Start of Extracted text

Duke professors to receive pay increase

First salary hike since 2-year freeze began

After a two-year pay freeze, Duke University professors will receive a salary hike for the upcoming academic year.

Duke froze salaries across the board in 2009, but the university’s president, Richard Brodhead, recently announced that faculty raises are expected to go into effect July 1.

“I’m pleased that we could offer them,” said Peter Lange, Duke provost.

“We felt we had room to do it, and it’s important for the faculty to be rewarded for their efforts.”

At Duke, each school in the university will be offered a 3 percent increase in funding and the salary increases will come from those additional funds, Lange said.

The deans have the responsibility of handling the raises and will choose how to do so differently.

UNC professors who teach courses at both UNC and Duke will not benefit from the pay raise.

The graduate program in German studies is a collaboration between both universities with professors teaching courses at both campuses.

“Although all professors in German at UNC teach graduate courses to students enrolled at both campuses, our appointments ­— which is to say our salary homes — are all based at Carolina alone,” Eric Downing, chairman of UNC’s program, said in an email.

While many private universities have experienced some pay increases during the last few years, public universities in North Carolina are still enduring a dry spell which could lead to possible retention problems.

The UNC system’s last pay raise was in the 2008-09 fiscal year. This increase was about 3 percent for state employees.

While administrators at private universities experienced a median pay increase of 2 percent during the 2010-11 fiscal year, faculty and staff at Duke have not had their salary increased in two years due to the tightening of the university’s budget.

The initial freeze was a protective measure against faculty and staff layoffs during the state budget crisis.

The two exceptions with the freeze were the one-time raises for lower-paid employees that happened each year, Lange said.

Victor Strandberg, an English professor at Duke, said he welcomed the idea of a raise.

“It’s kind of nice to keep up with inflation if we can do it,” he said.

“If I get (a raise), I’m happy.” “If not, I won’t be disgruntled about it. I’ll just get back to my job.”

End of Extracted text

> [Written tasks]
#1 Name every person mentioned by name in the article on Duke professors' pay.
#2 Reproduce the article on Duke professors' pay word for word, starting at "UNC professors who" and ending at "possible retention problems.".
#3 According to the article on Duke professors' pay, in which fiscal year did the UNC system last give a pay raise?
None of the lines after this point are needed.

Start of Data rows

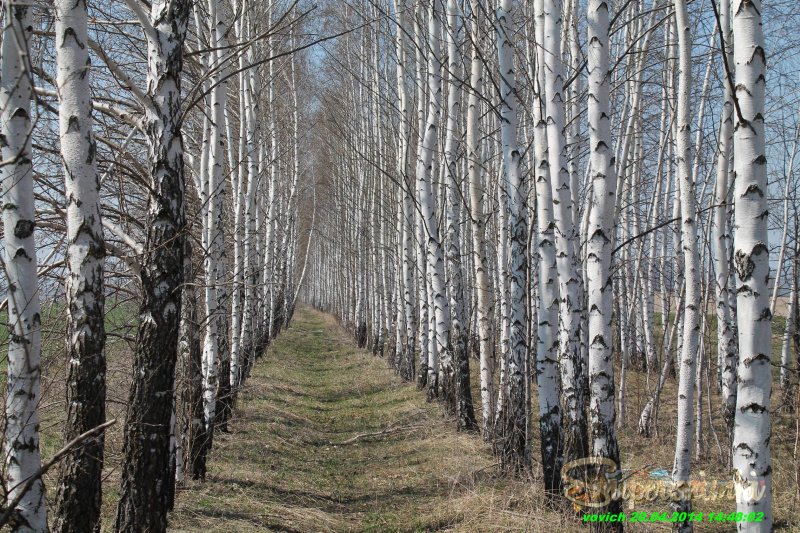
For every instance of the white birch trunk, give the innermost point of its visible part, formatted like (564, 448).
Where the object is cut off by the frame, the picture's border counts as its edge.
(571, 300)
(78, 497)
(514, 414)
(600, 241)
(691, 258)
(751, 434)
(21, 440)
(483, 287)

End of Data rows

> [Results of the exercise]
#1 Richard Brodhead, Peter Lange, Eric Downing, Victor Strandberg

#2
UNC professors who teach courses at both UNC and Duke will not benefit from the pay raise.

The graduate program in German studies is a collaboration between both universities with professors teaching courses at both campuses.

“Although all professors in German at UNC teach graduate courses to students enrolled at both campuses, our appointments ­— which is to say our salary homes — are all based at Carolina alone,” Eric Downing, chairman of UNC’s program, said in an email.

While many private universities have experienced some pay increases during the last few years, public universities in North Carolina are still enduring a dry spell which could lead to possible retention problems.

#3 The 2008-09 fiscal year.